Texto:
◆ ◆ ◆ ◆ ◆

Tenho quase certeza de que nunca fiz 60 anos. Na verdade ninguém faz 60 anos. 
     Se descontarmos o tempo que perdemos entretidos com coisas pequeninas e que nem deviam contar para a Loteria do que somos, ou para o que fomos, ninguém saberá ao certo quando perfaz 60 anos.
     Eu devo confessar que só me apercebi do redondo número quando um  clube a que pertenço me endereçou uma missiva onde dizia, de forma sutil mas não menos eficaz me dizia "meu menino, já vai longe o tempo da garotice .É tempo  de renovar a carta de motorista". 
     Já vi formas mais sutis de fazer chegar algumas mensagens. Parece um aviso da malha fina da Receita, isto mal comparado.
     Foi nesse momento que fiquei frente a frente com a situação.
     Vacilei. Há sempre ali um momento de frissom. O número, que não sinto, impressiona. É majestático. Redondinho, mas isso também eu estou e não me parece tão impressionante... Incongruências.

◆ ◆ ◆ ◆ ◆

Registros de dados:
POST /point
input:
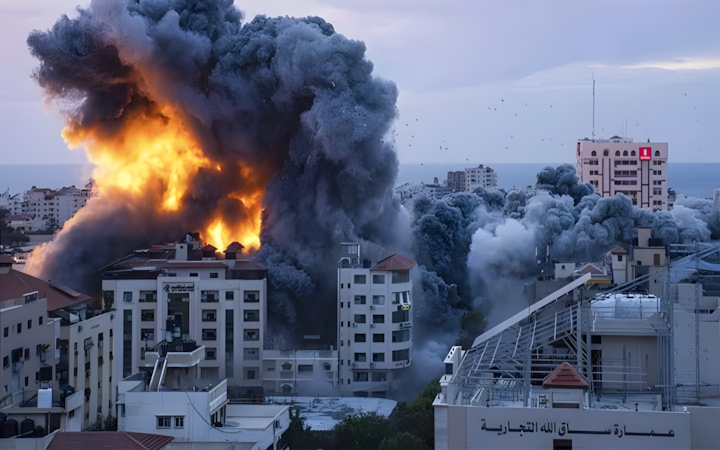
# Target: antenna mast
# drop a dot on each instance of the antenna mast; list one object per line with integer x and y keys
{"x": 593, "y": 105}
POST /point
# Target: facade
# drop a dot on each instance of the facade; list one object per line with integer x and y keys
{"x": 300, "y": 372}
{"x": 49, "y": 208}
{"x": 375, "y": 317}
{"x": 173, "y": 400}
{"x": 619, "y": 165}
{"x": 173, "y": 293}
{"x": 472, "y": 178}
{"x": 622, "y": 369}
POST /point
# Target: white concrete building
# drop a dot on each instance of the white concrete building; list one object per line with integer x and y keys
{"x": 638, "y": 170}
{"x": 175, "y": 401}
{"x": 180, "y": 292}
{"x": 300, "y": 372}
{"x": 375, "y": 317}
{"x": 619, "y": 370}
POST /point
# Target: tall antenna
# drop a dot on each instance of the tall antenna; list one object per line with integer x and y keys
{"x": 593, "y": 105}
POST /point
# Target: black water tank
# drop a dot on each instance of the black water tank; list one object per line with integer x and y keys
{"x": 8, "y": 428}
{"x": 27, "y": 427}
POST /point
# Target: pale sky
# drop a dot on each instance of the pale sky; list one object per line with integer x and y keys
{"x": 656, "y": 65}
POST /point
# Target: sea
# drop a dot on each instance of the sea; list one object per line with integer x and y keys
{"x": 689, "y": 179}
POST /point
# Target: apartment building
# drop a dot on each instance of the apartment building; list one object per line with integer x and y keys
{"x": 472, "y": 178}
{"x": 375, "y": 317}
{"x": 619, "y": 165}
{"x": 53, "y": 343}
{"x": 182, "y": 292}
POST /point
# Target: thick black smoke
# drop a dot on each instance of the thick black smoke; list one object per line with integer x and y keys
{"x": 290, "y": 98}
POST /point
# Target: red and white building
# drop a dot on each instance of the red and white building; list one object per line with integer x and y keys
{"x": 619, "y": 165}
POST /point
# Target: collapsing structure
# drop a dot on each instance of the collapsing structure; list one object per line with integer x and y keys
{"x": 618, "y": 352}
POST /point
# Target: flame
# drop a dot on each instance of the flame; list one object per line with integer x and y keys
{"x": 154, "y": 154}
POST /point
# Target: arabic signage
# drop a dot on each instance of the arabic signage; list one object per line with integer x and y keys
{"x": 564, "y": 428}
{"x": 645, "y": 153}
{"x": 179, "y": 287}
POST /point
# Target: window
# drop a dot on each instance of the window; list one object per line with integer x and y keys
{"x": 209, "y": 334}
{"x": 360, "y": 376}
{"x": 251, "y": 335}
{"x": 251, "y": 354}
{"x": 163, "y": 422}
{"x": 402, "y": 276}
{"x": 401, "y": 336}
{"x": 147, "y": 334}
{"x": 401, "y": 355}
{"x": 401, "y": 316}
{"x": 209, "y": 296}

◆ ◆ ◆ ◆ ◆

Complete a seguir:
1 – Devolva o trecho do texto sobre os 60 anos que começa nas palavras "Se descontarmos o" e termina depois de "com a situação.".
2 – No texto sobre os 60 anos, o que o clube avisou que era tempo de renovar?

Respostas:
1 –
Se descontarmos o tempo que perdemos entretidos com coisas pequeninas e que nem deviam contar para a Loteria do que somos, ou para o que fomos, ninguém saberá ao certo quando perfaz 60 anos.
     Eu devo confessar que só me apercebi do redondo número quando um  clube a que pertenço me endereçou uma missiva onde dizia, de forma sutil mas não menos eficaz me dizia "meu menino, já vai longe o tempo da garotice .É tempo  de renovar a carta de motorista". 
     Já vi formas mais sutis de fazer chegar algumas mensagens. Parece um aviso da malha fina da Receita, isto mal comparado.
     Foi nesse momento que fiquei frente a frente com a situação.

2 – A carta de motorista.